*The task*. Of the lines in the data below, write out exactly those from the one holding "Point | tag one point per instance of the wooden" through the one holding "Point | tag one point per instance of the fish fin", both included.

*Source material*.
--------------------
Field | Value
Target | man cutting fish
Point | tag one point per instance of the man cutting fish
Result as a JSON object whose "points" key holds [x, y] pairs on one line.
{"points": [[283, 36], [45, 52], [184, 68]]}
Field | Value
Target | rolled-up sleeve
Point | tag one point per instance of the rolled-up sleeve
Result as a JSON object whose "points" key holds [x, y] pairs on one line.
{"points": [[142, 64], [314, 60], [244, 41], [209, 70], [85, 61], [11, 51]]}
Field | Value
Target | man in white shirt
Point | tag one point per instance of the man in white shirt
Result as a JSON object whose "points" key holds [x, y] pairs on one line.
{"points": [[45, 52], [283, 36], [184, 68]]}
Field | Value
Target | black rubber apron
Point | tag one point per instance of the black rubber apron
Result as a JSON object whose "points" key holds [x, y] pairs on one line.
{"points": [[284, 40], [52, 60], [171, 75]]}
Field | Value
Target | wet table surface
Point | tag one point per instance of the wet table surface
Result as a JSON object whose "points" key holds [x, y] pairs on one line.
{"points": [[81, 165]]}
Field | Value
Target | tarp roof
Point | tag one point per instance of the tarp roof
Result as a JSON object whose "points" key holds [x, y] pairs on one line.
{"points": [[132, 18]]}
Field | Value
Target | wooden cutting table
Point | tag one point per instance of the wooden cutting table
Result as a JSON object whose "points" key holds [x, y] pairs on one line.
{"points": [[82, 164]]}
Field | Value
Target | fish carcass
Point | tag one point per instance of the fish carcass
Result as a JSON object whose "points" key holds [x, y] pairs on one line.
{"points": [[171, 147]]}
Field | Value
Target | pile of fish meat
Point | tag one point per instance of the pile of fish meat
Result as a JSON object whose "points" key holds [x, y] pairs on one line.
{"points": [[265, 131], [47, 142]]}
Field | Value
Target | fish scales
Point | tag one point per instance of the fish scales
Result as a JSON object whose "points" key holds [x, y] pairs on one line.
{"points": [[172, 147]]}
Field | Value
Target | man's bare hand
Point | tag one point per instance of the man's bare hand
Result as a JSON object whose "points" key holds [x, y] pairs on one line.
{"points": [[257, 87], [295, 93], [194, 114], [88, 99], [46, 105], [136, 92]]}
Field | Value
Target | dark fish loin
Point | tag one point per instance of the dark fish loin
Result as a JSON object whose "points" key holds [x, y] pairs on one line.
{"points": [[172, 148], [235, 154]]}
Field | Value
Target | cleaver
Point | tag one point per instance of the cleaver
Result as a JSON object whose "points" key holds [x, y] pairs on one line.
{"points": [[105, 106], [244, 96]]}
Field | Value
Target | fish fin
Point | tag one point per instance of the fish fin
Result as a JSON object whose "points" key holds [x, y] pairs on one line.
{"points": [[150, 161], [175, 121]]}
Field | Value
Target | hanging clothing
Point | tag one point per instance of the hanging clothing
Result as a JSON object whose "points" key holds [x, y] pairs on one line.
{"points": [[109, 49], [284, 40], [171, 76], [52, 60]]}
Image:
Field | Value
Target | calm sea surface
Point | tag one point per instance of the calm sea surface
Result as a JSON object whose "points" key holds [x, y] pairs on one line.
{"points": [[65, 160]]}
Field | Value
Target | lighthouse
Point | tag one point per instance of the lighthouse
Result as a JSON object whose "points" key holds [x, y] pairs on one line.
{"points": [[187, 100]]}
--------------------
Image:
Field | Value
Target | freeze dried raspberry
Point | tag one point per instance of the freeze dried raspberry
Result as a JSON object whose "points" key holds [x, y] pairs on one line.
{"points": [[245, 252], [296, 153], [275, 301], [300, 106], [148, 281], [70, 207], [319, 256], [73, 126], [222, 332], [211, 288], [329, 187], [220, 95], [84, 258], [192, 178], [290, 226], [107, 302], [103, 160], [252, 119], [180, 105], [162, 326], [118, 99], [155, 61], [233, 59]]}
--------------------
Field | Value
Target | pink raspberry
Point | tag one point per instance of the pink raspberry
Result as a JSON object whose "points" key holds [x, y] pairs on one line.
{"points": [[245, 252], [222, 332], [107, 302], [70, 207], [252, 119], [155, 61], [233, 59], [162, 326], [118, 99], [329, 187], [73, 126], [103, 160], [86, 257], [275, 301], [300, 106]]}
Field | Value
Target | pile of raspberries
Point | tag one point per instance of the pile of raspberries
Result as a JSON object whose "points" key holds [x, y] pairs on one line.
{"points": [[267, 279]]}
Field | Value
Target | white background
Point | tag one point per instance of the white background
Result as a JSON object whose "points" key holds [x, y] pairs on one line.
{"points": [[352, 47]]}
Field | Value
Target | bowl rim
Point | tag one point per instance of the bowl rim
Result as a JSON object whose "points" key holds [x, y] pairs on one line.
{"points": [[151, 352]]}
--------------------
*Reply to the exercise*.
Point | tag one point per instance of the wooden cutting table
Result as a JSON object whose "points" key holds [x, y] pairs on one line.
{"points": [[82, 164]]}
Field | Value
Target | fish carcass
Point | tag one point per instance of the fish carcass
Result as a JSON object whose "points" key holds [x, y] pairs on one line.
{"points": [[171, 147]]}
Field | Value
Target | pile of fish meat
Point | tag one point per instance of the pile of fish meat
Result as a JSON object whose "points" key holds [x, y] pairs on one line.
{"points": [[265, 131], [47, 142]]}
Field | Value
Target | fish scales
Point | tag one point per instance of the fish scales
Result as a JSON object whose "points" key holds [x, y] pairs on one line.
{"points": [[172, 147]]}
Field | Value
Target | man's bare hand
Point | tag one point per instance of the man's bare hand
Result as a JSON object whose "points" key holds [x, y] pairs on one line.
{"points": [[257, 87], [295, 93], [194, 114], [88, 99], [46, 105], [136, 92]]}
Field | Value
Target | dark fish loin
Point | tag one point per instance of the dark fish loin
Result as a JSON object whose "points" key holds [x, y] pairs on one line.
{"points": [[172, 148], [235, 154]]}
Field | Value
Target | cleaver
Point | tag one point per instance of the cleaver
Result as a JSON object whose "points" key holds [x, y] pairs on one line.
{"points": [[105, 106], [244, 96]]}
Field | Value
Target | fish fin
Point | tag one point per instance of the fish fin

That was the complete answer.